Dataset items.
____________

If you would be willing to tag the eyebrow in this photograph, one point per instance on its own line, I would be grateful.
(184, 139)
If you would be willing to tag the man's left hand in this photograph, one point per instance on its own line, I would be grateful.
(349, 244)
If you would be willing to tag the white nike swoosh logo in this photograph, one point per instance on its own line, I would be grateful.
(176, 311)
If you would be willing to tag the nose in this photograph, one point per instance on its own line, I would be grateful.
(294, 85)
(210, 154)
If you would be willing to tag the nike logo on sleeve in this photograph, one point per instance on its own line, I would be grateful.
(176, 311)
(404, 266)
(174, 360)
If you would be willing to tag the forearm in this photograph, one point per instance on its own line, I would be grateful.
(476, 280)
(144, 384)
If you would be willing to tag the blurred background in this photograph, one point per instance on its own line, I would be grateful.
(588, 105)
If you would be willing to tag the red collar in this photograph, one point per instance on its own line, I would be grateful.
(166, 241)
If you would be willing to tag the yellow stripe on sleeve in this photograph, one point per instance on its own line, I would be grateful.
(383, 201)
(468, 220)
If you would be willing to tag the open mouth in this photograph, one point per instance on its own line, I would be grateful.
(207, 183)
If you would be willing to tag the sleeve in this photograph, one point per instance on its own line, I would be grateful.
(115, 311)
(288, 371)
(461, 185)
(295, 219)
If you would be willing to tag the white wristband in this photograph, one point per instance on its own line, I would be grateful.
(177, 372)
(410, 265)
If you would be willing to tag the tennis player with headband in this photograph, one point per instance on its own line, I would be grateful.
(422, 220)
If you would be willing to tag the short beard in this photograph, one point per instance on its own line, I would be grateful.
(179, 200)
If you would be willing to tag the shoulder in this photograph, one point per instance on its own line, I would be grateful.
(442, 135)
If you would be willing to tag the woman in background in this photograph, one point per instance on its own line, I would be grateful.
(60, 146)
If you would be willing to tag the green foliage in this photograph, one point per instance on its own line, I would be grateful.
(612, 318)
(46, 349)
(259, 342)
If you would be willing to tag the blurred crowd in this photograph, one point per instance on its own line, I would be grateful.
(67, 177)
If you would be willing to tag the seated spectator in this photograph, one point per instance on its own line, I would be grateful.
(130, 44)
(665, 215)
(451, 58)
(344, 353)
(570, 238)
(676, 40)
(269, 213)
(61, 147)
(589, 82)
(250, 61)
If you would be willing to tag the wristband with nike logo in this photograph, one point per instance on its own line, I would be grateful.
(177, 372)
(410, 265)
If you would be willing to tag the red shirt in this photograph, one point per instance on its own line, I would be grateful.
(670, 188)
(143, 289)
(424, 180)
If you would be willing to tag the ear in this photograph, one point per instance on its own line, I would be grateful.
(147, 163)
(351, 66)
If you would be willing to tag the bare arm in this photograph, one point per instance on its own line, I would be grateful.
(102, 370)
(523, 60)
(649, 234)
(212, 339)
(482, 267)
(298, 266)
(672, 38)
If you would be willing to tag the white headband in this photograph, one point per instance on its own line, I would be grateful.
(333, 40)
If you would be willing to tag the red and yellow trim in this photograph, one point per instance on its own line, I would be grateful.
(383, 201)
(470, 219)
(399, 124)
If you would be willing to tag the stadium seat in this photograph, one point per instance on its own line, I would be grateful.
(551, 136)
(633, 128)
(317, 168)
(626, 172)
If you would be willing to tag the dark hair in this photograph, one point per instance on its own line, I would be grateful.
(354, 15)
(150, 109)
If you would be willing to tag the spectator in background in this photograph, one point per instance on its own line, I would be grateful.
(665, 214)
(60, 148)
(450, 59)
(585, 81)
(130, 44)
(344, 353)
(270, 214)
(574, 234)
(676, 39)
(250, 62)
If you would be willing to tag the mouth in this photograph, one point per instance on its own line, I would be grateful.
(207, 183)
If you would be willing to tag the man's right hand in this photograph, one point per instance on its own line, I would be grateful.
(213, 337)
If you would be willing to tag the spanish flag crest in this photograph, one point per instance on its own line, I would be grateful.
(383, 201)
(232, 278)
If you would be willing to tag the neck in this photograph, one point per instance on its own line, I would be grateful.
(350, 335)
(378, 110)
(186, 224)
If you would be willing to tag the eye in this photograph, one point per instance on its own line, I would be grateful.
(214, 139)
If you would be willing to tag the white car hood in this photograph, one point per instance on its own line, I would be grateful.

____________

Exercise. Please rewrite every line of the material above as a numbered list, leaving out blank lines.

Problem solution.
1. If you would be willing to tag the eyebrow in this photograph, one point per instance on its own line, I would be grateful.
2. (184, 139)
3. If you would be willing to tag the man's left hand in this photograph, one point per instance on its own line, I would be grateful.
4. (349, 244)
5. If you would be willing to tag the white nike swoosh logo in this photograph, one point per instance on its own line, I would be grateful.
6. (176, 311)
7. If you would be willing to tag the nose in this photograph, one point per instance on its own line, I would be grateful.
8. (294, 85)
9. (210, 154)
10. If you would be willing to tag the nike logo on sleeve in this photograph, one point per instance on its own line, I would be grateful.
11. (176, 311)
12. (404, 266)
13. (174, 360)
14. If you would be willing to tag the forearm in this photograph, one point per instance on its own line, I would be grateful.
15. (476, 280)
16. (144, 384)
17. If you would be willing to tag the blurred background in this photograph, one point per instance on its own line, I would be grateful.
18. (588, 105)
19. If you would be willing to tag the red collar in this photograph, one point per instance on its own line, I would be grateful.
20. (166, 241)
21. If you would be willing to tag the yellow stripe on sleeve in this photograph, one point per instance on its own line, I would be grateful.
22. (383, 201)
23. (468, 220)
24. If you would be willing to tag the open mouth in this photograph, one point per instance on its own line, I would be grateful.
25. (207, 183)
26. If you would be willing to tag the sleeve in this photograph, one point per instance on its own line, I would be grateful.
27. (115, 311)
28. (288, 371)
29. (461, 185)
30. (295, 219)
31. If you would be willing to tag the white wristband in this photograph, one point per instance on its own line, I would be grateful.
32. (177, 372)
33. (410, 265)
34. If you would be willing to tag the tennis player with headband in this photograph, one point per instance on its own line, I would be grateful.
35. (422, 220)
36. If you would be willing to tag the short beard in this photograph, one point per instance on its own line, I would be grateful.
37. (179, 200)
38. If you would be willing to tag the shoulder in this photograph, one point per instance on its own line, I would be grateful.
39. (442, 135)
40. If you would be willing to tag the woman in background in this photograph, one point per instance on its own line, I would be grateful.
41. (60, 146)
42. If you would be willing to tag the green foliage in this photograph, one point per instance on its own line, I would be grateful.
43. (612, 318)
44. (46, 349)
45. (259, 342)
46. If you would be willing to tag the blurred crowd in this photograph, one point per instance on its own line, I would be grateful.
47. (67, 177)
48. If you would be willing to tag the seated spectator in this photograph, one point per instance on its own line, I would be grateful.
49. (130, 44)
50. (665, 215)
51. (451, 58)
52. (344, 353)
53. (570, 238)
54. (676, 40)
55. (269, 213)
56. (61, 147)
57. (589, 82)
58. (250, 61)
59. If you would be willing to tag the wristband with nike logo in this photograph, one point per instance on its own line, I would be grateful.
60. (177, 372)
61. (410, 265)
62. If you would be willing to tag the red shirt in this photograph, one point per instance on its own line, I would be grateful.
63. (670, 188)
64. (143, 289)
65. (424, 180)
66. If you would be willing to tag the ear in this photograph, one point per instance on its own line, I would be grateful.
67. (147, 163)
68. (351, 66)
69. If you would be willing to tag the bare arm in this photograph, one point per instance on its own line, I would be grateful.
70. (102, 370)
71. (523, 60)
72. (649, 234)
73. (212, 339)
74. (482, 267)
75. (298, 266)
76. (672, 38)
77. If you would be willing to tag the white headband in this photograph, one point per instance on its own line, I would be grateful.
78. (333, 40)
79. If you would be willing to tag the red and yellow trim in this photograph, one point per instance on its own line, I would be grateful.
80. (383, 201)
81. (470, 219)
82. (399, 124)
83. If you would be willing to tag the stadium seat in this photograph, one point per instance on its own line, I would be grateful.
84. (551, 136)
85. (633, 128)
86. (317, 168)
87. (626, 172)
88. If you would be willing to tag the dark hair in this photograph, one point per instance on its own line, I would be grateful.
89. (354, 15)
90. (150, 109)
91. If you would be willing to tag the spectator in background in this photograph, one point per instance on its own line, I would be grateful.
92. (665, 214)
93. (60, 148)
94. (450, 59)
95. (585, 81)
96. (130, 44)
97. (344, 353)
98. (270, 214)
99. (574, 234)
100. (676, 39)
101. (250, 62)
102. If you would be willing to tag the mouth in this photograph, one point per instance on its own line, I would be grateful.
103. (207, 183)
104. If you would be willing to tag the man's right hand in this photograph, one point per instance on its own line, I would be grateful.
105. (213, 337)
106. If you would be willing to tag the spanish flag crest in this photograph, one point per instance on its own line, I would be grateful.
107. (383, 201)
108. (232, 278)
109. If you would be willing to tag the neck in this photograph, one point per instance on its own line, I would be grateful.
110. (350, 335)
111. (378, 110)
112. (186, 224)
113. If you would be willing to tag the eye in this photograph, one point per instance on its own line, I would be grateful.
114. (214, 139)
115. If you would be willing to tag the white car hood in this photograph, one point per instance on its own line, I would be grateful.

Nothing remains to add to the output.